Labeling and segmentation data —

========

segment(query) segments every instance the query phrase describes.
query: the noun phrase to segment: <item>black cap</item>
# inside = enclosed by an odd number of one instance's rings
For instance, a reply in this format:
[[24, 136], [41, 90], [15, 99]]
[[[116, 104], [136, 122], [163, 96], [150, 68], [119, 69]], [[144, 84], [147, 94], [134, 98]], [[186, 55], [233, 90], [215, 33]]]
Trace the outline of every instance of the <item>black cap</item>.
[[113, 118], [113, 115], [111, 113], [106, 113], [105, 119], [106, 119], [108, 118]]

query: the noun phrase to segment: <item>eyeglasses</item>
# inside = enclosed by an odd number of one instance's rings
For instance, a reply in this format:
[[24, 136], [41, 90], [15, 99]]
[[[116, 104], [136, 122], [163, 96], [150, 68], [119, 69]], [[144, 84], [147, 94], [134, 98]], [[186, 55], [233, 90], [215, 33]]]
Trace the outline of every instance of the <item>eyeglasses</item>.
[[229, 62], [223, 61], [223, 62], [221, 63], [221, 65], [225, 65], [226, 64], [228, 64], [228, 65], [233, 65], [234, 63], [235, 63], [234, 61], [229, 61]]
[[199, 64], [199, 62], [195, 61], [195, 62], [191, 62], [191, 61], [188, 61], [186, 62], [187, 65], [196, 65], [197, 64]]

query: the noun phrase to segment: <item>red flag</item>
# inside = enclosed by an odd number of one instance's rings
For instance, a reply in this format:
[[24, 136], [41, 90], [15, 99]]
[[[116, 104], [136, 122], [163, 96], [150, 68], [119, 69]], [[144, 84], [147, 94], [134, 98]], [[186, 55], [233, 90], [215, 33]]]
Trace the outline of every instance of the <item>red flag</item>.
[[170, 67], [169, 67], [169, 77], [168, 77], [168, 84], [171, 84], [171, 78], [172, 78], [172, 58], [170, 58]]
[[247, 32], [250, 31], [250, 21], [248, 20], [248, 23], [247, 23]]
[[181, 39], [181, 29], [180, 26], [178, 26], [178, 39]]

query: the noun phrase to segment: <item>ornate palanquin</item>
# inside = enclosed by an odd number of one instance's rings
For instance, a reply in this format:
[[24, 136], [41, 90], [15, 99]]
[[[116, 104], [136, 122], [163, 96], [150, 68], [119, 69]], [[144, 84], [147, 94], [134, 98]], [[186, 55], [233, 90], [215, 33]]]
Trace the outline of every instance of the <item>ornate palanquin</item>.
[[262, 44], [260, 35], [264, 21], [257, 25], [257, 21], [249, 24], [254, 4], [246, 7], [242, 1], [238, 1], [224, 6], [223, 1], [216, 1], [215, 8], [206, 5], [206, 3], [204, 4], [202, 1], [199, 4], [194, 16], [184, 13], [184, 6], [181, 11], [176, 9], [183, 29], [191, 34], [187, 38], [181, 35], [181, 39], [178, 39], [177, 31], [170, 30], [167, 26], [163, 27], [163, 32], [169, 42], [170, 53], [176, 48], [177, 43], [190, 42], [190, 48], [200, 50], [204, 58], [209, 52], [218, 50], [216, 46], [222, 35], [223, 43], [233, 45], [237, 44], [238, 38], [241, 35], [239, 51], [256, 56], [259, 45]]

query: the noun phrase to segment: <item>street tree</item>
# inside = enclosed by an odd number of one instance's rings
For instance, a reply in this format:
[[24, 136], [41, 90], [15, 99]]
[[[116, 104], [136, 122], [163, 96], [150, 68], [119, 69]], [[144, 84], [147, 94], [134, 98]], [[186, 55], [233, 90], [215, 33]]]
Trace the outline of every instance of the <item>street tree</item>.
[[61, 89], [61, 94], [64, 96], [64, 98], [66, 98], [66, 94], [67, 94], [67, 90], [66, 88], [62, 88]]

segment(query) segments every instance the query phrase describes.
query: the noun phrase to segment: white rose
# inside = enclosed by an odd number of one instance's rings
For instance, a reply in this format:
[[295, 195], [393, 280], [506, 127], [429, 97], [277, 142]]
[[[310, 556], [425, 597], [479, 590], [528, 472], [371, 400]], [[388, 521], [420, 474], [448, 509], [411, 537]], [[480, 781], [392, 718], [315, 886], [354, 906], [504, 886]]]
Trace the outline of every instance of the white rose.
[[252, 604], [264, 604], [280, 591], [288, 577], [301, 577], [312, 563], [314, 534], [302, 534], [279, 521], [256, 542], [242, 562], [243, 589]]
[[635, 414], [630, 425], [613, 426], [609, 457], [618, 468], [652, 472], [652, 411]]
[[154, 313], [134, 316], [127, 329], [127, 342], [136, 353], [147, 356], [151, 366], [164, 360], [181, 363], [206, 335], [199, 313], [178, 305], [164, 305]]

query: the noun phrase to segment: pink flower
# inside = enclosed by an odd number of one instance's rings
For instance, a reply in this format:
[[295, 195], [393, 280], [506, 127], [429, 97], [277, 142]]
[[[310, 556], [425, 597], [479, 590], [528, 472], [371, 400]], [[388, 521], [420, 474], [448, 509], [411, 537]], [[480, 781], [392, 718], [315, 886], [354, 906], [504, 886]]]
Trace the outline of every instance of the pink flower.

========

Recast all of the data above as a Markdown table with the columns Row and Line. Give each non-blank line its own numbered row, and leave blank lines out.

| Row | Line |
|---|---|
| 1 | segment(query) segments every instance the query phrase describes. |
| 2 | query: the noun phrase to segment: <item>black cap</item> |
| 3 | # inside = enclosed by an odd number of one instance's rings |
| 4 | For instance, a reply in this format: |
| 5 | [[24, 136], [41, 90], [15, 99]] |
| 6 | [[[116, 104], [136, 122], [163, 96], [150, 68], [119, 69]], [[144, 84], [147, 94], [134, 98]], [[186, 55], [233, 90], [215, 33]]] |
| 7 | Trace the outline of every instance of the <item>black cap</item>. |
| 8 | [[113, 118], [113, 115], [111, 113], [106, 113], [105, 119], [106, 119], [108, 118]] |
| 9 | query: the noun phrase to segment: <item>eyeglasses</item> |
| 10 | # inside = enclosed by an odd number of one instance's rings |
| 11 | For instance, a reply in this format: |
| 12 | [[24, 136], [41, 90], [15, 99]] |
| 13 | [[[116, 104], [136, 122], [163, 96], [150, 68], [119, 69]], [[144, 84], [147, 94], [134, 98]], [[186, 55], [233, 90], [215, 33]]] |
| 14 | Trace the outline of every instance of the <item>eyeglasses</item>. |
| 15 | [[229, 62], [223, 61], [223, 62], [221, 63], [221, 65], [225, 65], [226, 64], [228, 64], [228, 65], [233, 65], [234, 63], [235, 63], [234, 61], [229, 61]] |
| 16 | [[199, 64], [199, 62], [195, 61], [195, 62], [191, 62], [191, 61], [188, 61], [186, 62], [187, 65], [196, 65], [197, 64]] |
| 17 | query: the noun phrase to segment: <item>red flag</item> |
| 18 | # inside = enclosed by an odd number of one instance's rings |
| 19 | For instance, a reply in this format: |
| 20 | [[24, 136], [41, 90], [15, 99]] |
| 21 | [[[116, 104], [136, 122], [163, 96], [150, 68], [119, 69]], [[144, 84], [147, 94], [134, 98]], [[186, 55], [233, 90], [215, 33]]] |
| 22 | Trace the outline of every instance of the <item>red flag</item>. |
| 23 | [[170, 67], [169, 67], [169, 77], [168, 77], [168, 84], [171, 84], [171, 78], [172, 78], [172, 58], [170, 58]] |
| 24 | [[247, 32], [250, 31], [250, 21], [248, 20], [248, 23], [247, 23]] |
| 25 | [[181, 39], [181, 29], [180, 26], [178, 26], [178, 39]] |
| 26 | query: the noun phrase to segment: <item>ornate palanquin</item> |
| 27 | # inside = enclosed by an odd number of one instance's rings |
| 28 | For instance, a reply in this format: |
| 29 | [[24, 136], [41, 90], [15, 99]] |
| 30 | [[[116, 104], [136, 122], [163, 96], [150, 68], [119, 69]], [[144, 84], [147, 94], [134, 98]], [[186, 55], [233, 90], [215, 33]]] |
| 31 | Trace the outline of every instance of the <item>ornate palanquin</item>. |
| 32 | [[262, 44], [260, 35], [264, 21], [257, 25], [257, 21], [249, 24], [254, 4], [246, 7], [242, 1], [238, 1], [224, 6], [223, 1], [216, 1], [215, 8], [206, 5], [206, 3], [204, 4], [202, 1], [199, 4], [194, 16], [184, 13], [184, 6], [181, 11], [176, 9], [183, 29], [191, 34], [187, 38], [181, 35], [181, 39], [178, 39], [177, 31], [170, 30], [167, 26], [163, 27], [163, 32], [169, 42], [170, 53], [176, 48], [177, 43], [190, 42], [190, 48], [200, 50], [204, 58], [209, 52], [218, 50], [216, 46], [222, 35], [223, 43], [233, 45], [237, 44], [238, 38], [241, 35], [239, 51], [256, 56], [259, 45]] |
| 33 | query: the noun phrase to segment: <item>street tree</item> |
| 34 | # inside = enclosed by an odd number of one instance's rings |
| 35 | For instance, a reply in this format: |
| 36 | [[24, 136], [41, 90], [15, 99]] |
| 37 | [[[116, 104], [136, 122], [163, 96], [150, 68], [119, 69]], [[144, 84], [147, 94], [134, 98]], [[186, 55], [233, 90], [215, 33]]] |
| 38 | Trace the outline of every instance of the <item>street tree</item>. |
| 39 | [[61, 89], [61, 94], [64, 96], [64, 98], [66, 98], [66, 94], [67, 94], [67, 90], [66, 88], [62, 88]] |
| 40 | segment(query) segments every instance the query phrase describes. |
| 41 | query: the noun phrase to segment: white rose |
| 42 | # inside = enclosed by an odd number of one instance's rings |
| 43 | For instance, a reply in this format: |
| 44 | [[295, 195], [393, 280], [506, 127], [429, 97], [277, 142]] |
| 45 | [[[310, 556], [425, 597], [479, 590], [528, 472], [371, 400]], [[388, 521], [420, 474], [448, 509], [411, 537]], [[480, 781], [392, 718], [315, 886], [354, 906], [504, 886]]] |
| 46 | Trace the outline of every instance of the white rose. |
| 47 | [[252, 604], [264, 604], [280, 591], [288, 577], [301, 577], [312, 563], [314, 534], [302, 534], [279, 521], [256, 542], [242, 562], [243, 589]] |
| 48 | [[635, 414], [630, 425], [613, 426], [609, 457], [618, 468], [652, 472], [652, 411]] |
| 49 | [[154, 313], [134, 316], [127, 329], [127, 342], [136, 353], [147, 356], [151, 366], [164, 360], [181, 363], [206, 335], [199, 313], [178, 305], [164, 305]] |
| 50 | query: the noun phrase to segment: pink flower |
| 51 | # inside = enclosed by an odd number of one instance's rings |
| 52 | For instance, a reply in this format: |
| 53 | [[295, 195], [393, 280], [506, 127], [429, 97], [277, 142]] |
| 54 | [[[310, 556], [425, 597], [479, 590], [528, 472], [371, 400]], [[388, 521], [420, 474], [448, 509], [411, 537]], [[480, 781], [392, 718], [315, 886], [354, 906], [504, 886]]] |
| 55 | Trace the outline of every instance of the pink flower. |